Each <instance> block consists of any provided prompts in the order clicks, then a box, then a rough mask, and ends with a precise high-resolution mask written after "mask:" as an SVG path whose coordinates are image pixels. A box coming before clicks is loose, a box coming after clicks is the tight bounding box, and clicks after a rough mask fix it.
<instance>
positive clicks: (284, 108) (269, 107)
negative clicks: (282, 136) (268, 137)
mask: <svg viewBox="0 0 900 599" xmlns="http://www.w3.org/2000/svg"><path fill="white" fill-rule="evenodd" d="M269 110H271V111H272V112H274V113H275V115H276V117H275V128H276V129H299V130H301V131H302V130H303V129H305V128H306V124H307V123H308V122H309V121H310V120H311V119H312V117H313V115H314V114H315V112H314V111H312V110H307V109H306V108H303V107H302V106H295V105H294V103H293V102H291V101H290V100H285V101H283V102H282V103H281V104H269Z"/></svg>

▬▬▬▬▬▬▬▬▬▬

Exercise details: Print the material in full. Keep it exactly as it is.

Output for this task:
Each <instance> block consists of any provided prompts in the order clicks, then a box, then a rough mask, and ends with a precise high-resolution mask written after "mask:" as an SVG path whose coordinates are image pixels. A box coming before clicks is loose, a box coming after clicks is the tight bounding box, and clicks after a rough mask fix it.
<instance>
positive clicks: (284, 108) (269, 107)
negative clicks: (282, 136) (268, 137)
mask: <svg viewBox="0 0 900 599" xmlns="http://www.w3.org/2000/svg"><path fill="white" fill-rule="evenodd" d="M269 110H271V111H272V112H274V113H275V115H276V117H275V128H276V129H299V130H301V131H302V130H303V129H305V128H306V124H307V123H308V122H309V121H310V120H311V119H312V117H313V115H314V114H315V112H314V111H312V110H307V109H306V108H303V107H302V106H295V105H294V103H293V102H291V101H290V100H285V101H283V102H282V103H281V104H269Z"/></svg>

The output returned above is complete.